-- Problème à résoudre --
Convertissez l'ensemble des entrées ci-dessous en une liste JSON de chaînes, à raison d'une chaîne par ligne, sans les lignes vides. Excluez les images de votre réponse.
* * * *
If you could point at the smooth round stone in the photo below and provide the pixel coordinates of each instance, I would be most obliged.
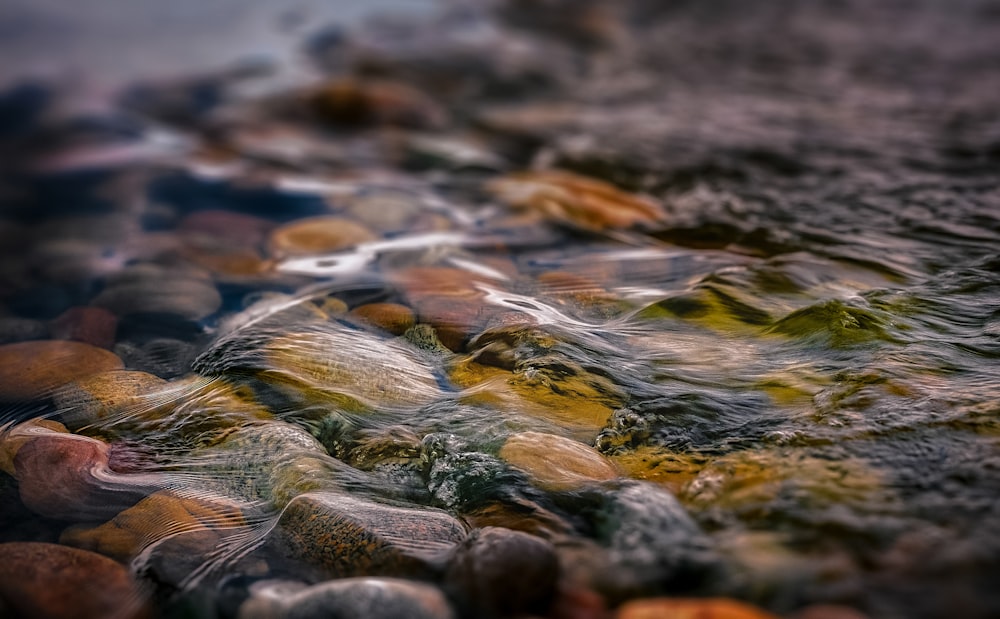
(102, 397)
(191, 298)
(391, 317)
(690, 608)
(350, 536)
(91, 325)
(49, 581)
(350, 598)
(13, 329)
(499, 572)
(556, 463)
(31, 370)
(317, 235)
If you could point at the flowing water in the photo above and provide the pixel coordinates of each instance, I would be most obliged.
(744, 344)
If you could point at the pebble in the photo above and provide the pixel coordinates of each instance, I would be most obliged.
(154, 289)
(90, 325)
(361, 102)
(556, 463)
(349, 536)
(49, 581)
(391, 317)
(32, 370)
(13, 329)
(317, 235)
(499, 572)
(349, 598)
(690, 608)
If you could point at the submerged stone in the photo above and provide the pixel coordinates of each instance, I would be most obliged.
(349, 598)
(48, 581)
(31, 370)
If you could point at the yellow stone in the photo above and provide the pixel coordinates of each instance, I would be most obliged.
(556, 463)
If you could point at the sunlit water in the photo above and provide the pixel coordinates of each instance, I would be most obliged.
(804, 352)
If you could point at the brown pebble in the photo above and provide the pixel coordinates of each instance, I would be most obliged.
(392, 317)
(690, 608)
(31, 370)
(49, 581)
(91, 325)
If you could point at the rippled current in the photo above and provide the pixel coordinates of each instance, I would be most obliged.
* * * *
-- Réponse complète --
[
  "If you could point at the smooth round stone in the photo below and provide the pixel coordinates of each instance, I would be most obliged.",
  "(102, 397)",
  "(191, 298)",
  "(391, 317)",
  "(690, 608)",
  "(350, 536)",
  "(91, 325)",
  "(49, 581)",
  "(350, 598)",
  "(13, 329)",
  "(499, 572)",
  "(556, 463)",
  "(31, 370)",
  "(317, 235)",
  "If you could point at the flowing water in the photo above and provide the pixel coordinates of each instance, I would be most obliged.",
  "(744, 344)",
  "If you could point at the pebble in the photo above and provide the pixel coordinates of each instance, I would be most obliged.",
  "(154, 289)",
  "(90, 325)",
  "(361, 102)",
  "(556, 463)",
  "(349, 536)",
  "(49, 581)",
  "(391, 317)",
  "(32, 370)",
  "(13, 329)",
  "(317, 235)",
  "(499, 572)",
  "(349, 598)",
  "(690, 608)",
  "If you could point at the submerged stone in the photo above and provide the pixel coordinates of each instance, I would be most obliged.",
  "(349, 598)",
  "(48, 581)",
  "(31, 370)",
  "If you could point at the yellow stone in the photo above and provide the pixel coordinates of each instance, I would be most obliged.",
  "(556, 463)",
  "If you could point at the sunlit water in the photo above and provide the pixel coordinates of each instance, I would be most obliged.",
  "(804, 352)",
  "If you could point at the brown pebble in the photo above and provide the pixel coordinates of each instance, I would be most obliged.",
  "(392, 317)",
  "(690, 608)",
  "(31, 370)",
  "(49, 581)",
  "(91, 325)",
  "If you could point at the rippled current in the photo above and provide the pixel coordinates of each instance, I would be most obliged."
]